[[ Given records, beginning ]]

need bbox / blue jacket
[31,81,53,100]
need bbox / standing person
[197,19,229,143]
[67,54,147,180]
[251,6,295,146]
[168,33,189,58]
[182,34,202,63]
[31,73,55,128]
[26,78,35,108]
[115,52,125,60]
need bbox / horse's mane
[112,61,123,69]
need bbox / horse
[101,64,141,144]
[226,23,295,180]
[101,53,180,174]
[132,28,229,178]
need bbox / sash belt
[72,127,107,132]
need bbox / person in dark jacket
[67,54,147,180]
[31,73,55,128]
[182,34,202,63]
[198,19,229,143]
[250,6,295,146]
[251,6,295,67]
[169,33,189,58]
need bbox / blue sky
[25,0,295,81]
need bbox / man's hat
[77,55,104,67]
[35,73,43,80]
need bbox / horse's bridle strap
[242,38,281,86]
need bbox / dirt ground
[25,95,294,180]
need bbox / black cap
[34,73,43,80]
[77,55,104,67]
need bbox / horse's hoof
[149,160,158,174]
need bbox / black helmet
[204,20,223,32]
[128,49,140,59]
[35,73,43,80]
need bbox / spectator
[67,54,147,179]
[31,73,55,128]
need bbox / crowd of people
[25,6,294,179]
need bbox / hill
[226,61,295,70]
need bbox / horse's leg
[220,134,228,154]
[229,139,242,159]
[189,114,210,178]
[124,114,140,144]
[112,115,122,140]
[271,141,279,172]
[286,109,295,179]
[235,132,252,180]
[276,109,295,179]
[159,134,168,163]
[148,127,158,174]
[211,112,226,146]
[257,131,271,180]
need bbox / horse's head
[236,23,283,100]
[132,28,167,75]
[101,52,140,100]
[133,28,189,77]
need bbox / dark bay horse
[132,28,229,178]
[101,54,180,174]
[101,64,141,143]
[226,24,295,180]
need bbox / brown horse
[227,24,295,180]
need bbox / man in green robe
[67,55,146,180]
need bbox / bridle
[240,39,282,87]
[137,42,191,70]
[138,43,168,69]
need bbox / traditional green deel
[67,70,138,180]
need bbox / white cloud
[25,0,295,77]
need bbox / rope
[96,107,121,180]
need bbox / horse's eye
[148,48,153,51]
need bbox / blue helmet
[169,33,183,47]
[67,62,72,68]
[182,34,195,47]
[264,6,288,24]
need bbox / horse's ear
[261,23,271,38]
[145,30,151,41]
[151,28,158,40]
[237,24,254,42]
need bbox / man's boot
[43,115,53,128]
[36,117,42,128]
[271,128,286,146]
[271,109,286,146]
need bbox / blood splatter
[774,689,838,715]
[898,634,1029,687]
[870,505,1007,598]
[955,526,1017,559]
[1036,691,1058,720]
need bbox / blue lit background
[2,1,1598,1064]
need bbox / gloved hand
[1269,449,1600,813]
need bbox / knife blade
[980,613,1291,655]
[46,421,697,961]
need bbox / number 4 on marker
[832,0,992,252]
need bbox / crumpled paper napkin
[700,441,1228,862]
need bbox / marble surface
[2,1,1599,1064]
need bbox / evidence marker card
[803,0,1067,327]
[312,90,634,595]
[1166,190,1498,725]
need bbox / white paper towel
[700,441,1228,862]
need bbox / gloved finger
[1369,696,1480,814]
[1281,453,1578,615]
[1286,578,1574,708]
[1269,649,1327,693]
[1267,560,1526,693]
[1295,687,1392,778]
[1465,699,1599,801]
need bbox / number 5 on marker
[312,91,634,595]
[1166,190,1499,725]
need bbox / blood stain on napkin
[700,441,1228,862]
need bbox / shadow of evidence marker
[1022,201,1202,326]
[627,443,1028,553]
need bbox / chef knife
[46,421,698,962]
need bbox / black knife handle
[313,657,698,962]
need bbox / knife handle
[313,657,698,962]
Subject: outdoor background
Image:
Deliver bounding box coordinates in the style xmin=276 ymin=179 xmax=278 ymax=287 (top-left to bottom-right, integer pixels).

[[ Given records, end ]]

[Instructions for the task] Reproduce the entries above in full, so that each one reads exactly as before.

[Answer section]
need bbox / blue jacket
[31,81,53,100]
need bbox / standing person
[197,19,229,143]
[67,54,147,180]
[251,6,295,146]
[168,33,189,58]
[182,34,202,63]
[31,73,55,128]
[26,78,35,108]
[115,52,125,60]
need bbox / horse's mane
[112,61,123,69]
need bbox / horse
[101,64,141,144]
[226,23,295,180]
[101,53,180,174]
[132,28,229,178]
need bbox / sash belt
[72,127,107,132]
need bbox / person in dark jacket
[67,54,147,180]
[31,73,55,128]
[182,34,202,63]
[198,19,229,143]
[250,6,295,146]
[251,6,295,67]
[169,33,189,58]
need bbox / blue sky
[25,0,295,81]
need bbox / man's hat
[77,55,104,67]
[35,73,43,80]
need bbox / horse's bridle strap
[242,38,281,86]
need bbox / dirt ground
[25,95,294,180]
need bbox / black cap
[34,73,43,80]
[77,55,104,67]
need bbox / horse's hoof
[149,160,158,174]
need bbox / black helmet
[204,20,223,32]
[128,49,140,59]
[35,73,43,80]
need bbox / spectator
[67,54,147,179]
[31,73,55,128]
need bbox / crowd of people
[25,6,294,179]
need bbox / hill
[226,61,295,70]
need bbox / horse's leg
[220,134,228,154]
[229,139,242,159]
[189,114,210,178]
[124,114,140,144]
[112,115,122,140]
[271,141,279,172]
[286,109,295,179]
[235,132,252,180]
[276,109,295,179]
[159,134,168,163]
[148,127,158,174]
[211,112,226,146]
[257,131,271,180]
need bbox / horse's head
[236,23,283,100]
[132,28,167,75]
[101,52,140,100]
[133,28,189,77]
need bbox / dark bay horse
[132,28,229,178]
[101,54,180,174]
[101,64,141,143]
[226,24,295,180]
need bbox / brown horse
[227,24,295,180]
need bbox / man in green robe
[67,55,146,180]
need bbox / bridle
[240,39,282,87]
[137,42,191,70]
[138,43,168,69]
need bbox / traditional green deel
[67,70,138,180]
need bbox / white cloud
[25,0,295,77]
need bbox / rope
[96,107,121,180]
need bbox / horse's eye
[148,48,153,51]
need bbox / blue helmet
[169,33,183,47]
[67,62,72,68]
[182,34,195,47]
[264,6,288,24]
need bbox / horse's ear
[261,23,271,38]
[145,30,151,41]
[151,28,158,40]
[237,24,254,42]
need bbox / man's boot
[43,115,53,128]
[36,117,42,128]
[271,128,286,146]
[271,109,286,146]
need bbox / blood splatter
[774,689,838,715]
[898,634,1029,687]
[870,505,1007,598]
[955,526,1017,559]
[1036,691,1058,720]
need bbox / blue lit background
[2,1,1598,1064]
need bbox / gloved hand
[1269,449,1600,813]
need bbox / knife blade
[980,613,1291,655]
[46,421,697,961]
need bbox / number 4 on marker
[832,0,992,252]
need bbox / crumpled paper napkin
[700,441,1228,862]
need bbox / marble surface
[2,1,1599,1064]
need bbox / evidence marker card
[803,0,1067,327]
[312,90,634,595]
[1166,190,1498,725]
need bbox / white paper towel
[700,441,1228,862]
need bbox / gloved finger
[1369,696,1480,814]
[1281,453,1578,615]
[1286,578,1574,708]
[1269,649,1327,693]
[1267,560,1526,693]
[1295,687,1392,778]
[1465,699,1599,801]
need bbox / number 5 on marker
[312,91,634,595]
[1166,190,1499,725]
need bbox / blood stain on napkin
[700,441,1228,862]
need bbox / shadow of evidence marker
[1022,201,1202,326]
[627,443,1028,553]
need bbox / chef knife
[46,421,698,962]
need bbox / black knife handle
[313,657,698,962]
need bbox / knife handle
[313,657,698,962]
Subject: outdoor background
Image:
Deliver bounding box coordinates in the style xmin=276 ymin=179 xmax=278 ymax=287 (top-left to bottom-right, integer pixels).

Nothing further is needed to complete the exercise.